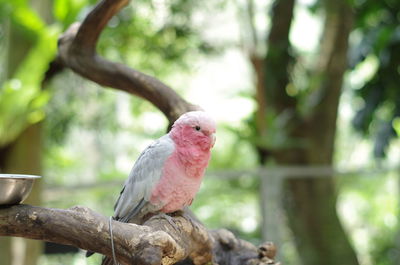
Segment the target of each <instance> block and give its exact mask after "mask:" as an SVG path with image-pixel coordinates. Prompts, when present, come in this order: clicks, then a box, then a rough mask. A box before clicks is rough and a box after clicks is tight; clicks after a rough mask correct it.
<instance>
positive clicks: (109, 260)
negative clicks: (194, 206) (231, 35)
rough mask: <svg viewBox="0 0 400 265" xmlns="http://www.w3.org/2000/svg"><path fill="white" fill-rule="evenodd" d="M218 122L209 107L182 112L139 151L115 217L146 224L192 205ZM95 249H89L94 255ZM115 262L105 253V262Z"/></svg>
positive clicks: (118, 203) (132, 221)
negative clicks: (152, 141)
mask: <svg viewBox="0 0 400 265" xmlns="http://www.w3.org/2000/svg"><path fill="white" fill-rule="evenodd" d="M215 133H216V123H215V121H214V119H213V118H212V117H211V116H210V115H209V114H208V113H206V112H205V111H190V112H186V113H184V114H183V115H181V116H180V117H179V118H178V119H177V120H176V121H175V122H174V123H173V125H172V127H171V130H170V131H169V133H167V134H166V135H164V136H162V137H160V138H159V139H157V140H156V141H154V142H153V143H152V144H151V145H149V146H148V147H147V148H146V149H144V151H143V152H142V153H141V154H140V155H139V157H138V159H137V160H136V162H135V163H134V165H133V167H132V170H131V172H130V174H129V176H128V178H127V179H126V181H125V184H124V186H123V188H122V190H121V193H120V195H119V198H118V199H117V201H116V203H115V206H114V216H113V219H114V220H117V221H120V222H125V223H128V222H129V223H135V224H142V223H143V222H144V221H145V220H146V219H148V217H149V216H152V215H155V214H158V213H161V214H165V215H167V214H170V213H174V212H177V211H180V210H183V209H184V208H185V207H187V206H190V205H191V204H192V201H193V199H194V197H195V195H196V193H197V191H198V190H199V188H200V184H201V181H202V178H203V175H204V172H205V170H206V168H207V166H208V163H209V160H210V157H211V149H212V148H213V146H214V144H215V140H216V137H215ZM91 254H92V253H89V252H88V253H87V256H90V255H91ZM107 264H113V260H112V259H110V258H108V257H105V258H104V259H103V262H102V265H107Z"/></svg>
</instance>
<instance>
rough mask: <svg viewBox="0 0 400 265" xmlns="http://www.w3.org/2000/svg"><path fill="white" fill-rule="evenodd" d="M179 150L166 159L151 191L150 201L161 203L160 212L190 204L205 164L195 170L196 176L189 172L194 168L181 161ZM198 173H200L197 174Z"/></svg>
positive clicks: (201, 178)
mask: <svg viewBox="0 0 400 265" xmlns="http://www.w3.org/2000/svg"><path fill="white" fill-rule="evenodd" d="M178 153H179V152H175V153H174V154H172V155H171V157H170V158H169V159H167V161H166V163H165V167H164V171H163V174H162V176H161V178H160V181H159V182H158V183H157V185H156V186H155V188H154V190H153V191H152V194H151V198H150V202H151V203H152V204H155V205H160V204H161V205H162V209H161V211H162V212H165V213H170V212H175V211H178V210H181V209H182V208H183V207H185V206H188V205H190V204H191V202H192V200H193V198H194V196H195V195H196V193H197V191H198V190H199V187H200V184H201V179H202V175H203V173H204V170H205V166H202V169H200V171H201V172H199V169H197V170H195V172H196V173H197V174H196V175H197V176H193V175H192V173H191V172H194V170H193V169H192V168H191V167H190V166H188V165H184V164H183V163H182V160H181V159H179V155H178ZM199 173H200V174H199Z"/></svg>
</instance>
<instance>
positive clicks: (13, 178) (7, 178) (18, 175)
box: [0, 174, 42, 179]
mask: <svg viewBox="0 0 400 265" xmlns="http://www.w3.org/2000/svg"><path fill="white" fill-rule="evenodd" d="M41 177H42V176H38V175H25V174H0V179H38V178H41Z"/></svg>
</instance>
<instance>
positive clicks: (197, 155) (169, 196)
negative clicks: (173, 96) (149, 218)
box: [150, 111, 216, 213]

==============================

* [What to work on]:
All of the lines above must be printed again exactly, and no picture may appear in the copy.

* [Expected output]:
Segment the target of each <instance> block and give its exact mask after "mask:" as an SVG path with image-pixel coordinates. Prompts, when present, come in this order: clicks, then a box, then a rough mask. A box before clicks is rough and a box after clicks is tight; clicks after a rough mask correct it.
<instance>
positive clicks: (109, 260)
negative clicks: (194, 206) (231, 35)
rough mask: <svg viewBox="0 0 400 265" xmlns="http://www.w3.org/2000/svg"><path fill="white" fill-rule="evenodd" d="M218 122L209 107L182 112L139 151L115 217L146 224L192 205ZM95 249H89L94 255ZM115 262L105 253V262Z"/></svg>
positive clicks: (118, 203) (132, 221)
negative clicks: (152, 141)
mask: <svg viewBox="0 0 400 265" xmlns="http://www.w3.org/2000/svg"><path fill="white" fill-rule="evenodd" d="M215 133H216V123H215V121H214V119H213V118H212V117H211V116H210V115H209V114H208V113H206V112H205V111H190V112H186V113H184V114H183V115H181V116H180V117H179V118H178V119H177V120H176V121H175V122H174V123H173V125H172V127H171V130H170V131H169V133H167V134H166V135H164V136H162V137H160V138H159V139H157V140H156V141H154V142H153V143H152V144H151V145H149V146H148V147H147V148H146V149H144V151H143V152H142V153H141V154H140V155H139V157H138V159H137V160H136V162H135V163H134V165H133V167H132V170H131V172H130V174H129V176H128V178H127V179H126V181H125V184H124V186H123V188H122V190H121V193H120V195H119V198H118V199H117V201H116V203H115V206H114V216H113V219H114V220H117V221H120V222H125V223H128V222H129V223H135V224H142V223H143V222H144V221H145V220H146V219H148V217H149V216H152V215H155V214H158V213H161V214H165V215H167V214H170V213H174V212H177V211H180V210H183V209H184V208H185V207H187V206H190V205H191V204H192V201H193V199H194V197H195V195H196V193H197V191H198V190H199V188H200V184H201V181H202V178H203V175H204V172H205V170H206V168H207V166H208V163H209V160H210V157H211V149H212V148H213V146H214V144H215V140H216V137H215ZM91 254H92V253H89V252H88V253H87V256H90V255H91ZM107 264H113V260H112V259H110V258H108V257H105V258H104V259H103V262H102V265H107Z"/></svg>
</instance>
<instance>
rough mask: <svg viewBox="0 0 400 265" xmlns="http://www.w3.org/2000/svg"><path fill="white" fill-rule="evenodd" d="M179 150L166 159L151 191L150 201L161 203L160 212L190 204L205 164L195 170L196 176L189 172L194 168L181 161ZM198 173H200L197 174Z"/></svg>
positive clicks: (201, 178)
mask: <svg viewBox="0 0 400 265" xmlns="http://www.w3.org/2000/svg"><path fill="white" fill-rule="evenodd" d="M178 153H179V152H175V153H174V154H172V155H171V157H170V158H169V159H167V161H166V163H165V167H164V171H163V174H162V176H161V178H160V181H159V182H158V183H157V185H156V186H155V188H154V190H153V191H152V194H151V198H150V202H151V203H152V204H155V205H160V204H161V205H162V209H161V211H162V212H165V213H170V212H175V211H178V210H181V209H182V208H183V207H185V206H188V205H190V204H191V202H192V200H193V198H194V196H195V195H196V193H197V191H198V190H199V187H200V184H201V179H202V175H203V173H204V170H205V166H202V169H200V171H201V172H199V169H197V170H195V172H196V173H197V174H196V175H197V176H193V175H192V173H191V172H194V170H193V169H192V168H191V167H190V166H188V165H184V164H183V163H182V160H181V159H179V155H178ZM199 173H200V174H199Z"/></svg>
</instance>
<instance>
positive clicks: (13, 178) (7, 178) (18, 175)
box: [0, 174, 42, 179]
mask: <svg viewBox="0 0 400 265" xmlns="http://www.w3.org/2000/svg"><path fill="white" fill-rule="evenodd" d="M41 177H42V176H38V175H25V174H0V179H38V178H41Z"/></svg>
</instance>
<instance>
positive clicks: (197, 155) (169, 196)
negative clicks: (173, 96) (149, 218)
box: [150, 111, 216, 213]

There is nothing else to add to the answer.